[Outline records]

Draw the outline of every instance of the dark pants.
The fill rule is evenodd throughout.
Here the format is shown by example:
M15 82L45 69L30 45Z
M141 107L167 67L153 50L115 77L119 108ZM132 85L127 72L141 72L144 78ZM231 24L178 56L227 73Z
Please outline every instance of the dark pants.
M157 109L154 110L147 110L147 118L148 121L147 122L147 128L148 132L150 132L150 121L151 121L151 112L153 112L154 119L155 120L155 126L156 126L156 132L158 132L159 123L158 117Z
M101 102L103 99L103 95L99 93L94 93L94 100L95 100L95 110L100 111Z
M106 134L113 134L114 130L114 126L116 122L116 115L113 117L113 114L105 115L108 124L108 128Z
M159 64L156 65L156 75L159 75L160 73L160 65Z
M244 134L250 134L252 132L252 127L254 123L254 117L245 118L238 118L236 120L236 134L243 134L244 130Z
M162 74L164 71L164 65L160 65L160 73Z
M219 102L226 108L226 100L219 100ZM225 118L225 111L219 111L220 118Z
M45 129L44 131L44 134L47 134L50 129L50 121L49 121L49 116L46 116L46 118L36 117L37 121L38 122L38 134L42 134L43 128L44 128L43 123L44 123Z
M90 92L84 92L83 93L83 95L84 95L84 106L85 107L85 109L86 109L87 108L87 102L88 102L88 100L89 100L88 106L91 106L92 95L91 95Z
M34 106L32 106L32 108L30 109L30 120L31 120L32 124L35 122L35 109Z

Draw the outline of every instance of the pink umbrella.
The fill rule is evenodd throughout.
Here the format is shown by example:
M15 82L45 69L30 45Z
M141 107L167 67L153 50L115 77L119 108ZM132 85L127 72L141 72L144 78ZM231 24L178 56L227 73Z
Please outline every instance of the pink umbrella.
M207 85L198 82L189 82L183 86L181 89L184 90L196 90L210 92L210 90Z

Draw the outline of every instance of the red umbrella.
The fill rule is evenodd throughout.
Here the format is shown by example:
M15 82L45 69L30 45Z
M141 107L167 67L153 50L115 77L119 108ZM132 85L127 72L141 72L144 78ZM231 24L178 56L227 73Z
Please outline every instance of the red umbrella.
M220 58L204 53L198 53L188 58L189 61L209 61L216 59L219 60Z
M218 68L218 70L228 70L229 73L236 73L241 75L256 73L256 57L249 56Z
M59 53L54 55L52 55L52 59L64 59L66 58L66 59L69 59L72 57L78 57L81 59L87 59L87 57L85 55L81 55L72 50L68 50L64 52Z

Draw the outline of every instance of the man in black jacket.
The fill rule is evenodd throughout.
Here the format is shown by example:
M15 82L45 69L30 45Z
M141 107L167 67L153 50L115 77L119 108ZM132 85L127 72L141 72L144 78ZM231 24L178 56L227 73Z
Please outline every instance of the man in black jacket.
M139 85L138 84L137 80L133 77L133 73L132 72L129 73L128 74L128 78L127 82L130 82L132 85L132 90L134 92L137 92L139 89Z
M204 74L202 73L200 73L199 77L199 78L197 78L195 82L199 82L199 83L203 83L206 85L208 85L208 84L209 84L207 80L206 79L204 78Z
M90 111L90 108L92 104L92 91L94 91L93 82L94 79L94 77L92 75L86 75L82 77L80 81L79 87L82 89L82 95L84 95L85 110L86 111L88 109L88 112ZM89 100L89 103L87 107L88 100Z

Stated goal: Put the part of the records above that opens with the line containing "Draw the outline of every instance of the man" and closes with the line containing "M139 85L138 84L137" into a numbered list, one line per item, including both end lines and leaving out any blank lines.

The completed task:
1. Draw the outline of every instance of the man in black jacket.
2. The fill rule is evenodd throughout.
3. Here the format is shown by example:
4. M15 82L45 69L30 45Z
5. M141 107L167 67L153 50L115 77L119 108ZM132 85L127 72L141 72L144 78ZM231 24L178 56L227 73Z
6. Please outline every instance of the man in black jacket.
7. M139 85L138 84L137 80L133 77L133 73L132 72L129 73L128 74L128 78L127 82L130 82L132 85L132 90L134 92L137 92L139 89Z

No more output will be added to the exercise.